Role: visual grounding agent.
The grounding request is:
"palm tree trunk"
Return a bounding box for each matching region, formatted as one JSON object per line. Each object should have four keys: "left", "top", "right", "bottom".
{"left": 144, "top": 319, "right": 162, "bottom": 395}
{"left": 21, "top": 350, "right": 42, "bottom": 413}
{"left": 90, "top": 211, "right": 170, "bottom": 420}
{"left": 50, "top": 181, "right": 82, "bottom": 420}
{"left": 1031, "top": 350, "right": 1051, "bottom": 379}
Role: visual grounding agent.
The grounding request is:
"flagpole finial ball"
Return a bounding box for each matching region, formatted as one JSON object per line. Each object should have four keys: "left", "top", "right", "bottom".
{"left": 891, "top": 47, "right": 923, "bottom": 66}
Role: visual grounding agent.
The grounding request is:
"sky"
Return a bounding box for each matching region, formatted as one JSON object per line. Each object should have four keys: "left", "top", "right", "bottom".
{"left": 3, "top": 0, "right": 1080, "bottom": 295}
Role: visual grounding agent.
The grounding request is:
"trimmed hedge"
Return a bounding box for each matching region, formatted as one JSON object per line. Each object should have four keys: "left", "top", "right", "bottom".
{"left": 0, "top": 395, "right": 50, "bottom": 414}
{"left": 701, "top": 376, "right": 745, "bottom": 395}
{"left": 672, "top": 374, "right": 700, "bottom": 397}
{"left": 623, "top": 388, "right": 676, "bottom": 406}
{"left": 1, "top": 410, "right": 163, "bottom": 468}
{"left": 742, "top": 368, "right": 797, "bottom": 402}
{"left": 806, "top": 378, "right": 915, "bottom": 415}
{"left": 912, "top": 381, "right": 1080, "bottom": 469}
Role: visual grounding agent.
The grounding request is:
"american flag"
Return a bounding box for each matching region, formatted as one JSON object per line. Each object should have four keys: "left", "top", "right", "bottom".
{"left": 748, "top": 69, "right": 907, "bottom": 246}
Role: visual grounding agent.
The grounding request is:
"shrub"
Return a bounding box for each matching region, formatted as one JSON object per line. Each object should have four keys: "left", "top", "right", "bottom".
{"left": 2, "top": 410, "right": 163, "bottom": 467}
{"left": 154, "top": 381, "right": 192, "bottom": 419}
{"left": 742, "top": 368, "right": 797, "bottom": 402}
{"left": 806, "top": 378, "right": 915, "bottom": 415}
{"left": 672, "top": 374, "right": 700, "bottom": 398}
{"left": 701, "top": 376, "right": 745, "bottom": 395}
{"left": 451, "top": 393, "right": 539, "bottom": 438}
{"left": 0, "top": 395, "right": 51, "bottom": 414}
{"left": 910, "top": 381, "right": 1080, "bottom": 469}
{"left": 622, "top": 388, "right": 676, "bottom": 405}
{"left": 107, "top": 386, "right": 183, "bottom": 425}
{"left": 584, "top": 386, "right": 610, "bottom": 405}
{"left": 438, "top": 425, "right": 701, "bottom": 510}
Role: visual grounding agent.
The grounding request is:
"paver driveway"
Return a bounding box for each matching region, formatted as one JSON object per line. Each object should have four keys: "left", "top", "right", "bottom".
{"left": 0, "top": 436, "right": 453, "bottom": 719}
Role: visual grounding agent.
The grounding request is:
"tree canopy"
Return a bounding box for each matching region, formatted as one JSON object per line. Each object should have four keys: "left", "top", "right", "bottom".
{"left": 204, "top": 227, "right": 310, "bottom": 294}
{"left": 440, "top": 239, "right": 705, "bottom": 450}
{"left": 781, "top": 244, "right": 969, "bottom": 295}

==

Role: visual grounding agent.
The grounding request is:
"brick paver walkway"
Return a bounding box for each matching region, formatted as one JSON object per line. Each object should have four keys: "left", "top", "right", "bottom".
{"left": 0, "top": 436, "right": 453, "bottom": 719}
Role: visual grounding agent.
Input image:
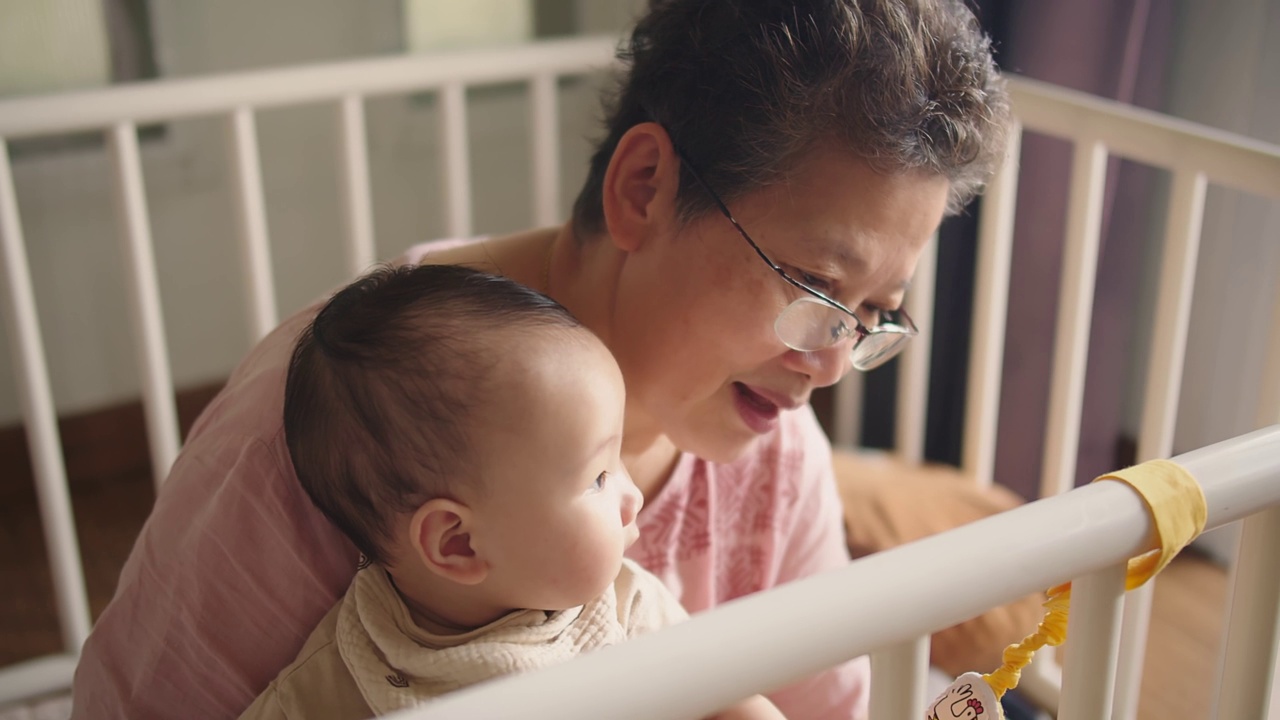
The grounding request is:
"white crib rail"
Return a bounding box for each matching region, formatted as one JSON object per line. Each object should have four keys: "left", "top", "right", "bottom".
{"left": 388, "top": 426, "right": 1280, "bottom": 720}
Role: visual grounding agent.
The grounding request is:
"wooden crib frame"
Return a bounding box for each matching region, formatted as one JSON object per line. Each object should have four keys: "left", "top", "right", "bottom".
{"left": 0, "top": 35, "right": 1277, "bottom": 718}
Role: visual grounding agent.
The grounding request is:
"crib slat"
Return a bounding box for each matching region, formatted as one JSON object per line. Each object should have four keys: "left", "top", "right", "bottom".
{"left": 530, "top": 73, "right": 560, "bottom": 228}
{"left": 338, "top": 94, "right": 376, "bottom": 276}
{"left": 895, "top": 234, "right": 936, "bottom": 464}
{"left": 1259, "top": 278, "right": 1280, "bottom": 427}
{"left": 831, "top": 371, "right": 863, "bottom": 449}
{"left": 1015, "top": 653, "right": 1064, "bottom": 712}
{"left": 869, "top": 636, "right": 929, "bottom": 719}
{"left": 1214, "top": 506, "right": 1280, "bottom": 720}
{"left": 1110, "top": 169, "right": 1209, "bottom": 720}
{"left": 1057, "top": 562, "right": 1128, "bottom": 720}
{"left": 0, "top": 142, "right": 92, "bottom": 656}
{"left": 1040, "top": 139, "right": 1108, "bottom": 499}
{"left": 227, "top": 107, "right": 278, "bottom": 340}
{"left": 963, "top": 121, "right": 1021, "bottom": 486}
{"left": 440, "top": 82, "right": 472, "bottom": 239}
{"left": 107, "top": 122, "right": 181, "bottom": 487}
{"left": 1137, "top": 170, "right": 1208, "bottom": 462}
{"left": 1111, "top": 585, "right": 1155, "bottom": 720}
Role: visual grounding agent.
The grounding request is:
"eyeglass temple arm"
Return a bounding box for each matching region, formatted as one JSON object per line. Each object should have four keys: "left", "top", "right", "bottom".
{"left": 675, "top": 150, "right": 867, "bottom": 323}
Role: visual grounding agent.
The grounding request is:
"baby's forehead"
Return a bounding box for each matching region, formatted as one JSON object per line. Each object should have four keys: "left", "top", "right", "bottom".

**Prompt**:
Search the data above and return each line in which "crib" occurs.

**Exercise answer**:
"white crib rail"
"wooden crib frame"
"crib slat"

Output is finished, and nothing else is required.